What is being asked: Would you return, word for word, the lines of the data below from the line with "point(592, 482)" through the line with "point(705, 452)", and no others?
Segment Open
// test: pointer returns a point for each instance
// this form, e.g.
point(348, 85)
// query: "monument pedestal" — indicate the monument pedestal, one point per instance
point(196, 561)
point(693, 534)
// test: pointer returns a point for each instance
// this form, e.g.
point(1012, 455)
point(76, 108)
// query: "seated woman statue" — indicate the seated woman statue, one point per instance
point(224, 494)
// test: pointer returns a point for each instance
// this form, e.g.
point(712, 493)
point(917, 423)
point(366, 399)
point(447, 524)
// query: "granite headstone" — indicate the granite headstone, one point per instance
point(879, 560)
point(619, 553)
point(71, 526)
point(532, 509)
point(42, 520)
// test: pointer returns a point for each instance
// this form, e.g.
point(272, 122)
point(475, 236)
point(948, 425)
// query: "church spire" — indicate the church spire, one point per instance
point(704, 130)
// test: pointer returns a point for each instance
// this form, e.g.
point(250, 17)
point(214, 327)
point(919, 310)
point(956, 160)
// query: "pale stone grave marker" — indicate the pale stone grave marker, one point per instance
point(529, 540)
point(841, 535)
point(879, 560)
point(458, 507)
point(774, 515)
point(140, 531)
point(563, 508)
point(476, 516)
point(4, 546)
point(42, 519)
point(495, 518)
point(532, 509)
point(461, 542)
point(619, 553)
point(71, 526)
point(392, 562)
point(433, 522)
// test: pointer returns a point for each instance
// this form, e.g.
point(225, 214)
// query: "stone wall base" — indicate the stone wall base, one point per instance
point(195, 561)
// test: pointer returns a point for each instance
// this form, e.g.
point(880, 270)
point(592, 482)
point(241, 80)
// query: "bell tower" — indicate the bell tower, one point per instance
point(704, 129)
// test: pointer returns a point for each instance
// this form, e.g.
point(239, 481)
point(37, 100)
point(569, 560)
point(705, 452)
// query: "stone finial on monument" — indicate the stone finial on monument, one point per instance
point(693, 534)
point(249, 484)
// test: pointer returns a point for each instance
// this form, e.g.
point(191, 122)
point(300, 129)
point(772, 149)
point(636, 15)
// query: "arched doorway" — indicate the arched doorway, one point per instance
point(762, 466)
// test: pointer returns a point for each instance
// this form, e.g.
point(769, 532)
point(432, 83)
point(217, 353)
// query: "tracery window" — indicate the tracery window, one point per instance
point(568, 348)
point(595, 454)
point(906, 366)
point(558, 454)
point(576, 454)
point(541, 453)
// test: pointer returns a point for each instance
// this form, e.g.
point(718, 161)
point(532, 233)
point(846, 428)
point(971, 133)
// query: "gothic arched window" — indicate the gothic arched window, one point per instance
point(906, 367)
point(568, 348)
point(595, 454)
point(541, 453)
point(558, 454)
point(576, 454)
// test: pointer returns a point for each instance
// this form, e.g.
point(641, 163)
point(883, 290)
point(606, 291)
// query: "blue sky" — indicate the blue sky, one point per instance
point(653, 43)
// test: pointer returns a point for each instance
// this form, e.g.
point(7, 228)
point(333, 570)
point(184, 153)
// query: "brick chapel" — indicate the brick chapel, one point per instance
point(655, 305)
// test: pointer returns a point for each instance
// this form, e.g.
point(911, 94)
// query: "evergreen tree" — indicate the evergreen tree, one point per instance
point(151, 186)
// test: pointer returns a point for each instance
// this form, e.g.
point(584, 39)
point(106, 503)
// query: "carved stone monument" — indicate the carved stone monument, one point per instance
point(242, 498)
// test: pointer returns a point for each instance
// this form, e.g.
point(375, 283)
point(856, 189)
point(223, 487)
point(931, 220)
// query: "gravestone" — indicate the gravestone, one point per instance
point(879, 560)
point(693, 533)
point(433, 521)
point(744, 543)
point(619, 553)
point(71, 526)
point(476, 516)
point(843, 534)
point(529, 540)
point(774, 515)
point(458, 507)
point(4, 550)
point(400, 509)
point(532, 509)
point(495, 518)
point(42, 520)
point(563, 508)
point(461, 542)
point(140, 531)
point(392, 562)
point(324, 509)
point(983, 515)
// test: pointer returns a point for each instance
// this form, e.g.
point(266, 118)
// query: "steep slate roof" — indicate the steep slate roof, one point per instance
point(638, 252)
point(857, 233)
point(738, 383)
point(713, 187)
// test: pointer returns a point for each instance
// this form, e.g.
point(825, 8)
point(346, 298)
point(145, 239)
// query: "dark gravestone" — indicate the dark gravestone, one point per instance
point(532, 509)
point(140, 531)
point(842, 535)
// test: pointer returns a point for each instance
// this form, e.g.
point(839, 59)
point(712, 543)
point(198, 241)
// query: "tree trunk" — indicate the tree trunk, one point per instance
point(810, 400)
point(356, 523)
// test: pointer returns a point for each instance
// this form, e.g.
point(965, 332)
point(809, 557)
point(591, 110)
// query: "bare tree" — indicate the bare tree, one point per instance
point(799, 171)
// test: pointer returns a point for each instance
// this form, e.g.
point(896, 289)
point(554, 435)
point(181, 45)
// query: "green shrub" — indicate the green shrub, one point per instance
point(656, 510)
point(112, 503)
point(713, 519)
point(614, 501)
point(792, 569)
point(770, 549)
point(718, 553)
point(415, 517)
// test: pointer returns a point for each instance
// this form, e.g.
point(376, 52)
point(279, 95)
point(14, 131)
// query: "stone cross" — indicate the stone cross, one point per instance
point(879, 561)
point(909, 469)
Segment Closed
Completed task:
point(592, 482)
point(241, 80)
// query: "bell tower" — indicate the bell tower, one point per instance
point(704, 129)
// test: pointer returns a point for each instance
// this form, e.g.
point(239, 481)
point(37, 100)
point(569, 560)
point(705, 452)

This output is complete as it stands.